--- start of Source extract ---

CPSR News Volume 13, Number 1: Winter 1995


I've been using computers for over 10 years and have been professionally employed as a computer analyst for the last six. I think my most significant contribution so far has been my involvement in founding the Victoria Free-Net (Canada's first). I'm a founding executive member, and have been most active in keeping public terminals on the agenda, creating and distributing a simple introductory guide, and starting a series of free public introductions to the Free-Net. As a sideline I have also started the first commercial, anonymous message service on the Internet (details available from, which allows people to share personal sentiments while protecting their privacy.

Once people have the communication tools... they will teach themselves.

The most important action computer professionals can take right now is to provide free, popular, public access to news and mail. And to do so with considerable hand-holding, education, and support. Offering the service for free is important in order to make it inclusive. There is an ever-growing segment of society that has little or no money to spare. Food and shelter will always take priority over education.

Popularity is important because the most effective communication reaches a lot of people. Using the service should be fun and easy, which doesn't require graphical front ends, but rather easy-to-read guides and live phone support.

Once people have the communication tools (news and mail), they will teach themselves. They just need help in the initial stages. Then you will have community support, popular support for the issues that affect everyone. If a goodly chunk of the community learns the value of free, uncensored, international communications, there will be substantial support for fights against dumb ideas like ClipperChip or plans to sell publicly funded information back to the public.

--- end of Source extract ---
--- start of Raw data ---

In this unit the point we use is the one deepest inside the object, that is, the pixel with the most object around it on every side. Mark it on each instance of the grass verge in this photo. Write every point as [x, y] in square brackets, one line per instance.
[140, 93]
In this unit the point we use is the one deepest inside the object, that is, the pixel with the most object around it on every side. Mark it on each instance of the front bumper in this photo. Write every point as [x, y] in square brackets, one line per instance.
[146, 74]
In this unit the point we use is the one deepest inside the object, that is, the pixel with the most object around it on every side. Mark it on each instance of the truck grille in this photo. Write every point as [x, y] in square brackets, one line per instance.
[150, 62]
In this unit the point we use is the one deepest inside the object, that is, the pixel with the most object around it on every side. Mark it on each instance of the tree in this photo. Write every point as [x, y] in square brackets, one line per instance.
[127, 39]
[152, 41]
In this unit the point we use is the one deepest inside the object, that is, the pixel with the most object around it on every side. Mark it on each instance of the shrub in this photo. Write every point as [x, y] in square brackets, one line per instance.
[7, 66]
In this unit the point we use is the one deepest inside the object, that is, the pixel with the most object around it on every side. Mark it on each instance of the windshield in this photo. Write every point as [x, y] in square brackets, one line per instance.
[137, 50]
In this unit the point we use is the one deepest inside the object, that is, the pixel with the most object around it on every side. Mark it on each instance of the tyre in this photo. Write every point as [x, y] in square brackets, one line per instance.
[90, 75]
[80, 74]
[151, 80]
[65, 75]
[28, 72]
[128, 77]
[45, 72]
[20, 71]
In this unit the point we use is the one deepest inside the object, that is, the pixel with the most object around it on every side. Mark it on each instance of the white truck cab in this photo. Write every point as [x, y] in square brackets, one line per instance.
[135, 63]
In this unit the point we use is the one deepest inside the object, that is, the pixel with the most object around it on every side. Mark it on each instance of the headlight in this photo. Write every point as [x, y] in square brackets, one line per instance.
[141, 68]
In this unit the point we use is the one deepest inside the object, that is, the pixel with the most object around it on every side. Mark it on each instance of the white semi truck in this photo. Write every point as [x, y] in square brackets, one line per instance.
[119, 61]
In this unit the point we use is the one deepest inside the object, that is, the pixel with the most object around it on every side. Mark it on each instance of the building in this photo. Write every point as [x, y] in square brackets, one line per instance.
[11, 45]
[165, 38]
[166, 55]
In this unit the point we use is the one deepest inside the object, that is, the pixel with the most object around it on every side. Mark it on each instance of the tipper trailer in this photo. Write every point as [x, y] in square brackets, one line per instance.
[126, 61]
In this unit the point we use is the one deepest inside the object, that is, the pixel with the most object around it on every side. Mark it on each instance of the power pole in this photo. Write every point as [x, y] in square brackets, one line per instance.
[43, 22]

--- end of Raw data ---

[Short exercise A] According to the CPSR News excerpt, what did the writer help found?
[Short exercise B] In the CPSR News excerpt, what three activities does the writer name as the ones they were most active in as a founding executive member?
[Short exercise C] Summarize the CPSR News excerpt in two sentences.

[Full output A] The writer helped found the Victoria Free-Net, Canada's first Free-Net.

[Full output B]
- Keeping public terminals on the agenda
- Creating and distributing a simple introductory guide
- Starting a series of free public introductions to the Free-Net

[Full output C] A computer analyst who helped found the Victoria Free-Net argues that the most important thing computer professionals can do now is provide free, popular, public access to news and mail, with plenty of education and support. Once people have these communication tools they will teach themselves, and a community that values free, uncensored, international communication will support fights against ideas like ClipperChip.